> WHAT NEEDS TO BE DONE: Return all of the data exactly as written, without the pictures.

+ + +

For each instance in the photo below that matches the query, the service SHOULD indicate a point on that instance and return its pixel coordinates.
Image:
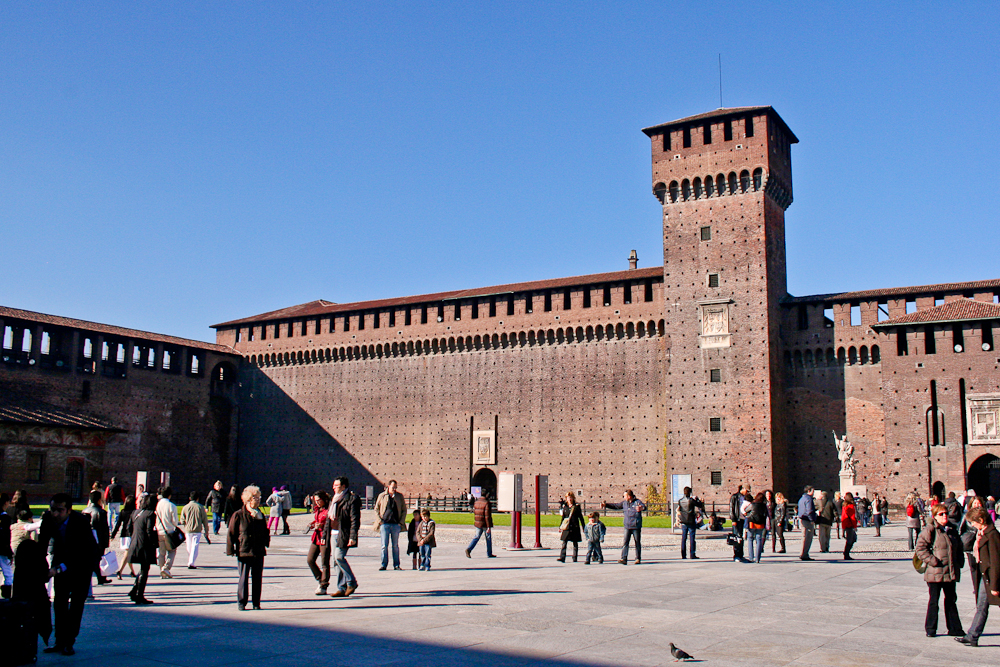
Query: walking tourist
(941, 551)
(142, 547)
(987, 556)
(194, 522)
(390, 513)
(687, 516)
(594, 532)
(425, 538)
(216, 501)
(780, 521)
(73, 553)
(849, 521)
(412, 548)
(319, 548)
(248, 538)
(807, 518)
(114, 496)
(166, 524)
(344, 524)
(571, 526)
(482, 519)
(632, 509)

+ + +

> RESULT OF THE TASK:
For each instance in the photo below that matches the query, the service SHOULD indicate a point on that instance and return its pixel coordinates.
Image:
Query: walking tourist
(941, 551)
(142, 547)
(987, 556)
(194, 522)
(390, 513)
(687, 516)
(594, 532)
(425, 538)
(216, 501)
(780, 521)
(73, 553)
(849, 521)
(412, 548)
(319, 548)
(248, 538)
(807, 518)
(114, 496)
(166, 524)
(344, 524)
(571, 526)
(482, 519)
(632, 509)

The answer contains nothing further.